Using the blog post on writing as blueprints, answer:
(a) From whom did the writer catch a cold?
(b) What job does Gary Whitta do in Hollywood?
(c) Who ultimately becomes the "author" of a movie?

*Exercise passage*:

* * *

Blueprints – Writing and Letting Go

A LOT has happened in the past two weeks and I’ve changed quite a bit (at least I like to think so).

First, I caught a cold from one of the students on Friday and felt terrible from Saturday morning when I awoke until Monday morning when it was time to go back to work.  I literally did nothing the entire weekend.  I did get to watch the Super Bowl, but that’s about all I did was simply watch it (and the commercials).  I had been stressed the entire week before at work and I learned that my body and stress don’t mix well.  Lessons that I learned on how to cope had to be relearned as suffered through the weekend.  As much as I want all my students to be brilliant, make good grades, and behave well so that I can teach them, the fact is I can’t control what they do or don’t do, I can only control my reaction to them.  So that’s what I focused on all of this past week — letting go.

So it was timely when I heard this week’s IGN UK Podcast: “The Force is Strong With this One.”  The interview is with Gary Whitta who works in Hollywood as a Screenwriter.  He has worked on The Book of Eli, After Earth,  and has just finished up work on The Star Wars: The Force Awakens.  

Now, as he’s talking I realize first that the podcast is talking the way that I’d envisioned the blog operating–not just about writing, but about all things Science Fiction/Fantasy (from movies to games to novels to little hints about the industry that he works–the whole nine yards).  I realized that I’ve seen both Interstellar and The Hobbit: Desolation of Smaug and haven’t at least shared opinions on them (and yet, they are in part why I write Sci-Fi and Fantasy–to do what they did, just on the page).

But one thing that REALLY struck me was the idea of writing (scripts especially) as BLUEPRINTS.  Essentially, he notes that in Hollywood, the scriptwriter sells the script and is no longer in control of the script’s (and by extension–the story’s) fate. It is the movie’s director who ultimately becomes the “author.”  He shares that his movie The Book of Eli was unique in two ways 1) it was ORIGINAL–not based on some preexisting property (which is rare in Hollywood) and 2) what ended up on the screen was MOSTLY what was on the page.  The movie After Earth–well, not so much.

You have to let go of the process in collaboration.  In movies, there are hundreds, if not thousands of people spending millions to make your vision come alive and you have to hope that it turns out like you have it in your head (or laid it out on the page).

* * *

*Record set*:
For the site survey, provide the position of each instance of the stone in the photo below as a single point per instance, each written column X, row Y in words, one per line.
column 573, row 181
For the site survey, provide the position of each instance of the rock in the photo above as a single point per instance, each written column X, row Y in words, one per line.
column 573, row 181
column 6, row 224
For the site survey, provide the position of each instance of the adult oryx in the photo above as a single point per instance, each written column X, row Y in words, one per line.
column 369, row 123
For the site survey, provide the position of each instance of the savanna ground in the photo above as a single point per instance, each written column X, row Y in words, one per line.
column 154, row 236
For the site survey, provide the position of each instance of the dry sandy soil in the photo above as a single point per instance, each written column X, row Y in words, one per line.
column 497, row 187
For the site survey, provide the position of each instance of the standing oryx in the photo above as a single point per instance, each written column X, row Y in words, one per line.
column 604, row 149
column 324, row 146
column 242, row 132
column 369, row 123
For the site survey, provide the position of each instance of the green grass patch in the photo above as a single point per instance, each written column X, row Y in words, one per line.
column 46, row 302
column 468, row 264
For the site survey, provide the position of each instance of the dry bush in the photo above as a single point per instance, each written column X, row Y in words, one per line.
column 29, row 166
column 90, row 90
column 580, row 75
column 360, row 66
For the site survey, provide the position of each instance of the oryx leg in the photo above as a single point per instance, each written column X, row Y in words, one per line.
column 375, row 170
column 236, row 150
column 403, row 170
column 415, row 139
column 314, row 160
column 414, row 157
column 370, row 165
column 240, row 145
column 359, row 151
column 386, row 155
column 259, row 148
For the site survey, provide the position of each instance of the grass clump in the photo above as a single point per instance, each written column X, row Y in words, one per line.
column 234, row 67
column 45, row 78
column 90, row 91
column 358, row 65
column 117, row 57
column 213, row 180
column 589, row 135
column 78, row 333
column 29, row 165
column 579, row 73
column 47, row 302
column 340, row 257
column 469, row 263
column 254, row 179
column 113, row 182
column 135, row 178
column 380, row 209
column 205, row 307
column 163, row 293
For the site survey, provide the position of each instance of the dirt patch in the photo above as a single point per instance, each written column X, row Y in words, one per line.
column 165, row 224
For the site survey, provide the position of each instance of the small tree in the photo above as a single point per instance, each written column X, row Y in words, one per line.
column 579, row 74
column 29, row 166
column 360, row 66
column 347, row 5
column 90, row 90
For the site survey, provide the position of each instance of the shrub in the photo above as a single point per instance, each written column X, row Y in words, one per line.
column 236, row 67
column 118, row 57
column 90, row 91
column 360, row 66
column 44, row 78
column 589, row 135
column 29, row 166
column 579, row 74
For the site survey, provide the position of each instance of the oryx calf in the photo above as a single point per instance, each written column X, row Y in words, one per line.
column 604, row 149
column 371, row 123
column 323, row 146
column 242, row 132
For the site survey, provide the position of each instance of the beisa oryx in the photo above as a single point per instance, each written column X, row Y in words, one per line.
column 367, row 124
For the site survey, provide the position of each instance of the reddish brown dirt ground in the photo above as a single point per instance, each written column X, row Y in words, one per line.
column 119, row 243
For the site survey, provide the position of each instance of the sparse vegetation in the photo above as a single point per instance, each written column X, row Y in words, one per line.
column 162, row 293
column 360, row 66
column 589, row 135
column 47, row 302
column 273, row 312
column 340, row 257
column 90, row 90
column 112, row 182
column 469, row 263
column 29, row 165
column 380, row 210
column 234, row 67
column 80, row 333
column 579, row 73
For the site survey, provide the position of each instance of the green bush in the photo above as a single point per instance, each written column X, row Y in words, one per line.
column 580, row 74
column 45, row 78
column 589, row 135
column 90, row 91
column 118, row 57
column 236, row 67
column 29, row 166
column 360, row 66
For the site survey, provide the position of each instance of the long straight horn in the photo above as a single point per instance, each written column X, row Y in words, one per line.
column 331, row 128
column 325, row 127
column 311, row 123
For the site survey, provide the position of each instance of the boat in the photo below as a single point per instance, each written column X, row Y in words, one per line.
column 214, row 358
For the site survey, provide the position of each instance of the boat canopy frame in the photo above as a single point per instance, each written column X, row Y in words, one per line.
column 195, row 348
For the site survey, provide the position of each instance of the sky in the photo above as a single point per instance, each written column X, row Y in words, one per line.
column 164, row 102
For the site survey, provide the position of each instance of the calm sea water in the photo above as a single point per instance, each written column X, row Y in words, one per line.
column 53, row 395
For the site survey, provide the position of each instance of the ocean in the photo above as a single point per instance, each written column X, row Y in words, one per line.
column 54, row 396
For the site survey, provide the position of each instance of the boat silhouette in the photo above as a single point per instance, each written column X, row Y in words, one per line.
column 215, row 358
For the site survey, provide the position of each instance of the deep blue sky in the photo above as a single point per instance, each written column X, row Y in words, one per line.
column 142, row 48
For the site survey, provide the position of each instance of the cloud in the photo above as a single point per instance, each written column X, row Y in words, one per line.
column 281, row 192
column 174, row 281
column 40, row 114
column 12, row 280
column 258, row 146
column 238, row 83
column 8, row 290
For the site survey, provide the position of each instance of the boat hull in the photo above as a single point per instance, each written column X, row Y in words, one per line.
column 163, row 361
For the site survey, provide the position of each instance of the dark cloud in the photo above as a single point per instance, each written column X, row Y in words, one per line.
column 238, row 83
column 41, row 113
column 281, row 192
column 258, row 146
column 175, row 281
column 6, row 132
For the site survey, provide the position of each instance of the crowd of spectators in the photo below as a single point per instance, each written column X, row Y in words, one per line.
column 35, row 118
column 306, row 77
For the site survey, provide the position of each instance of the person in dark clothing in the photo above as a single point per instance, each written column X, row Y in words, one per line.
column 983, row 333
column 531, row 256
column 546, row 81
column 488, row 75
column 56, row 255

* * *

*Task response*:
(a) One of the students
(b) Screenwriter
(c) The movie's director